_Rows for bounding box labeling_:
•••

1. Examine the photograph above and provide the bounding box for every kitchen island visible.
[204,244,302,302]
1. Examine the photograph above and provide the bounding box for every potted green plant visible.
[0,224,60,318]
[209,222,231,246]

•••

Rewrite all the rows above so that "Examine" becomes "Study" and nothing else changes.

1. Study the photograph above and provide the bounding box for every kitchen island visible.
[204,244,302,302]
1. Study the photograph above and provide the bounding box for every potted green plant visible.
[0,224,60,318]
[209,222,231,246]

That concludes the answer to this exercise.